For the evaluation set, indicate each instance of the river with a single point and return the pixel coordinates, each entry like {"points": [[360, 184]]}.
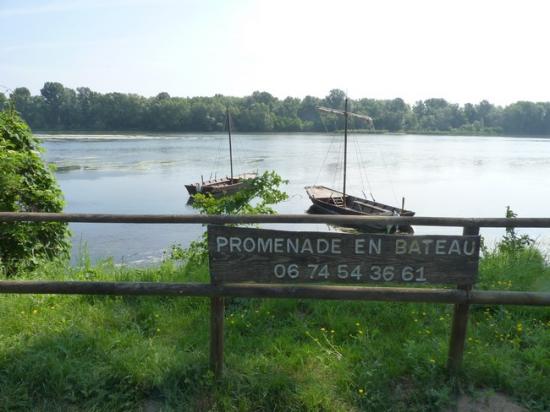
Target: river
{"points": [[438, 176]]}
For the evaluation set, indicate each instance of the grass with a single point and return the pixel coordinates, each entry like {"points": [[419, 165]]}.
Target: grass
{"points": [[151, 353]]}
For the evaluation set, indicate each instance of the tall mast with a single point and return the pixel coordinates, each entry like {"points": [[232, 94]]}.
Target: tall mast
{"points": [[230, 151], [345, 147]]}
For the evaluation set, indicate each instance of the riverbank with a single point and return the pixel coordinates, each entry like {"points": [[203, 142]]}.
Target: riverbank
{"points": [[129, 353]]}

- _INSTRUCTION_: Give back the whole listing above line for line with no changes, but leave out the pictures.

- _EXERCISE SOLUTION_:
For the evaluation set, indicate each instance of the river with a single point and return the pixel coordinates, each entry like {"points": [[360, 184]]}.
Target: river
{"points": [[438, 176]]}
For the evaluation set, indicate each instance of the grass with a single point and return the pixel coordinates, each entry like {"points": [[419, 165]]}.
Target: grass
{"points": [[151, 353]]}
For the evaluation set, indicate each instance of the tall mast with a single point and return the pixel coordinates, each entry like {"points": [[232, 94]]}.
Target: tall mast
{"points": [[230, 151], [345, 147]]}
For the evaluation set, indicate each instance of the riverbank with a single point and return the pixel coordinates, each entry like {"points": [[203, 142]]}.
Target: riverbank
{"points": [[129, 353]]}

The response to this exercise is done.